Weed to me is like alcohol.  My view on it has changed since I realized the seemingly endless medicinal purposes it has.  And my skepticism about it being listed as equally bad or worse than heroin or meth.  Which seems ridiculous to me.  I’ve never tried it, most likely never will - but I dont look down upon those who do.  I have a lot of buddies that smoke to deal with ptsd, TBI and a best buddy’s wife who used it through chemo and radiation.  It helped her.  

 

My issue with meth and heroin is that EVERYONE knows the bad beforehand.  It’s beat into us as children and is everywhere across all media.  Still people choose to put that poison in themselves.  If I get lung cancer from smoking for 20 years, I won’t be crying for sympathy. I won’t grandstand about my “disease”. I don’t have a disease, I made a choice.  I did it to myself.  Yes, it’s hard to quit. Yes there are days I want to quit.  No, I don’t have the willpower now.  Maybe one day I’ll be an adult and put them down.  But my family doesn’t suffer, I won’t go on a nicotine induced rage and eat someone’s face or drive impaired and kill a family of 5 or fall asleep and roast my infant to death in the backseat. 

 

Either way, it’s good to be back.  Lol. Please don’t hate me or my backwater hillbilly views.

════════════════════

▸ **PROBLEM SET**:
(a) Answer from the post above:
(i) What two treatments did the best buddy's wife use weed through?
(ii) In the lung cancer example, how many years of smoking does the writer mention?
(iii) What does the writer say about ever having tried weed?
(b) Retype the portion of the post that starts at the words "My issue with meth" and ends after "backwater hillbilly views.".

▸ **EXCERPTED RECORDS**:
════════════════════

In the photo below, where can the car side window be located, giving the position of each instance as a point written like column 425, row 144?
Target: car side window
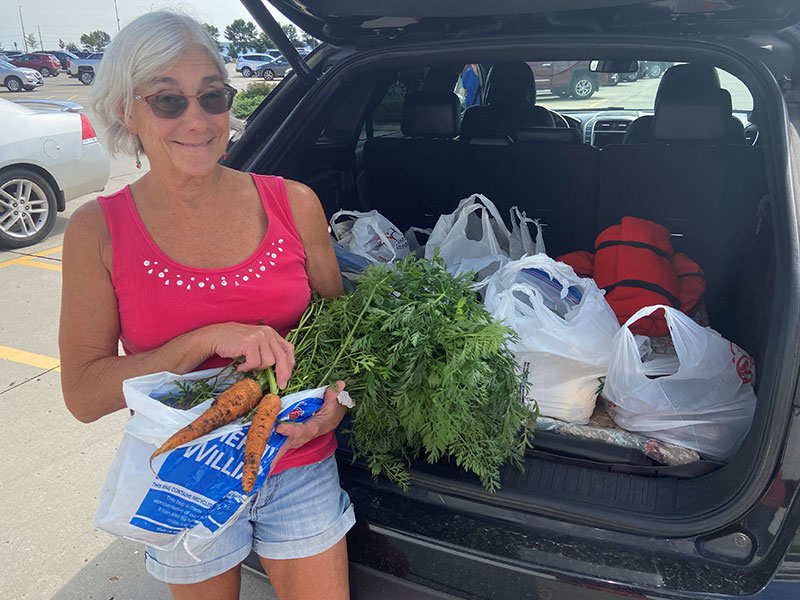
column 385, row 119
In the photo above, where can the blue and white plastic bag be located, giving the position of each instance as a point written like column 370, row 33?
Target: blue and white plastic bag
column 192, row 492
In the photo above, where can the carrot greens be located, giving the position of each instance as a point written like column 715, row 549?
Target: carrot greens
column 428, row 368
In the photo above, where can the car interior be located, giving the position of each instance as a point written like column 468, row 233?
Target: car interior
column 398, row 138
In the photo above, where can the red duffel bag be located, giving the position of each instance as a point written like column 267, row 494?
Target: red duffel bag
column 635, row 264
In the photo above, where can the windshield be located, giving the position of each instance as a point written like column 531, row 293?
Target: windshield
column 566, row 86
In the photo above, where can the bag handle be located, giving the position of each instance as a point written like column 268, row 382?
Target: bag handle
column 538, row 310
column 481, row 202
column 675, row 320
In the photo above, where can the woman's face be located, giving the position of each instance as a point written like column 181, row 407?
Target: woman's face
column 192, row 143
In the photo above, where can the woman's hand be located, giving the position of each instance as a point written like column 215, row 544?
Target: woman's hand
column 326, row 419
column 260, row 346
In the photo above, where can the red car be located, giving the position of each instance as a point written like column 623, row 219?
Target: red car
column 47, row 64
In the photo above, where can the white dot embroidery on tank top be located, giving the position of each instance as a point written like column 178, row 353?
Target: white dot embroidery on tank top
column 211, row 283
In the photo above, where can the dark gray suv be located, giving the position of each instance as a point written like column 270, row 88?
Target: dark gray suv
column 369, row 121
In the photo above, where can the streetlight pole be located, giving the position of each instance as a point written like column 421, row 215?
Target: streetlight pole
column 24, row 40
column 116, row 10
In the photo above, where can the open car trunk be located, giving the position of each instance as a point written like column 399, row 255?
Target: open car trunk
column 583, row 508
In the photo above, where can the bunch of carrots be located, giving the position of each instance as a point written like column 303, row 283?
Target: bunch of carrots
column 242, row 399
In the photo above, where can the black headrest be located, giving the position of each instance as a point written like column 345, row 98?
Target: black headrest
column 510, row 84
column 699, row 115
column 488, row 121
column 431, row 114
column 683, row 80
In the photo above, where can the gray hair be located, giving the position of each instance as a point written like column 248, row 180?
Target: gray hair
column 140, row 52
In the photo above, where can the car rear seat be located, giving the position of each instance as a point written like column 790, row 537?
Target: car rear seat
column 413, row 180
column 704, row 190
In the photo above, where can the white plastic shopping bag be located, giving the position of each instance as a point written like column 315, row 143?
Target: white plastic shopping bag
column 474, row 230
column 706, row 403
column 369, row 234
column 521, row 241
column 565, row 329
column 193, row 492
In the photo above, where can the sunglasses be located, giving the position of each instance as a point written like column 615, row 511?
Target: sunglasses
column 172, row 106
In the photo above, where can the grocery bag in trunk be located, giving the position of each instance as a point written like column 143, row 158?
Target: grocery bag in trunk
column 369, row 234
column 194, row 491
column 565, row 330
column 705, row 403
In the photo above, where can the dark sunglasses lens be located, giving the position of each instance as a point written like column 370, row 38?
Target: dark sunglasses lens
column 168, row 106
column 216, row 102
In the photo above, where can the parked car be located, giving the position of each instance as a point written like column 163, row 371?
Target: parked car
column 49, row 154
column 567, row 78
column 47, row 64
column 83, row 68
column 63, row 57
column 17, row 79
column 246, row 63
column 587, row 519
column 272, row 69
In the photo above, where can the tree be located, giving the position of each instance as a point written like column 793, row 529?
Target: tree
column 213, row 33
column 241, row 35
column 95, row 41
column 31, row 41
column 290, row 31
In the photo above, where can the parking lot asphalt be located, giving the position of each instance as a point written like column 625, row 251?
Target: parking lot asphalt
column 53, row 466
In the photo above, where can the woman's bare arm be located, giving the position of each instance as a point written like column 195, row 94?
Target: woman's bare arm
column 92, row 372
column 322, row 267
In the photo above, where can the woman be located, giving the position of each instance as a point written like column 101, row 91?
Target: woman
column 190, row 266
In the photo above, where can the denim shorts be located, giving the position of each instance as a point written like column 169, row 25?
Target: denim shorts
column 297, row 513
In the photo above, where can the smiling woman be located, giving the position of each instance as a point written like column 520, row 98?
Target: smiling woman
column 189, row 267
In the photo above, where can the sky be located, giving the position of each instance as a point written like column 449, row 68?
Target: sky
column 68, row 19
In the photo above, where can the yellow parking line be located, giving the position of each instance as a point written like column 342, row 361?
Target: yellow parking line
column 24, row 260
column 29, row 358
column 39, row 265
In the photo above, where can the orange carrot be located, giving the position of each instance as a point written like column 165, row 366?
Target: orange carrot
column 260, row 430
column 233, row 403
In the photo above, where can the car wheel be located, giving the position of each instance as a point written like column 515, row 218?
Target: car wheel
column 27, row 208
column 14, row 84
column 582, row 86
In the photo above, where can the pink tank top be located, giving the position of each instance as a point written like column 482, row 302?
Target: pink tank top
column 160, row 298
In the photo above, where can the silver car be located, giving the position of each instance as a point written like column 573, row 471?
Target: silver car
column 17, row 79
column 274, row 68
column 49, row 154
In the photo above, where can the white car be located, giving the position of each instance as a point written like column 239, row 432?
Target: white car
column 49, row 154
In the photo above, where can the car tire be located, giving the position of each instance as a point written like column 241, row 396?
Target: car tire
column 14, row 84
column 583, row 86
column 32, row 201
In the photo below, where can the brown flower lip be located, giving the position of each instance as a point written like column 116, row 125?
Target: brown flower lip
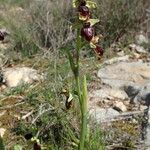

════════════════════

▸ **EXPECTED RESULTS**:
(a)
(i) Chemo and radiation.
(ii) 20 years.
(iii) The writer has never tried it and most likely never will.

(b)
My issue with meth and heroin is that EVERYONE knows the bad beforehand.  It’s beat into us as children and is everywhere across all media.  Still people choose to put that poison in themselves.  If I get lung cancer from smoking for 20 years, I won’t be crying for sympathy. I won’t grandstand about my “disease”. I don’t have a disease, I made a choice.  I did it to myself.  Yes, it’s hard to quit. Yes there are days I want to quit.  No, I don’t have the willpower now.  Maybe one day I’ll be an adult and put them down.  But my family doesn’t suffer, I won’t go on a nicotine induced rage and eat someone’s face or drive impaired and kill a family of 5 or fall asleep and roast my infant to death in the backseat. 

 

Either way, it’s good to be back.  Lol. Please don’t hate me or my backwater hillbilly views.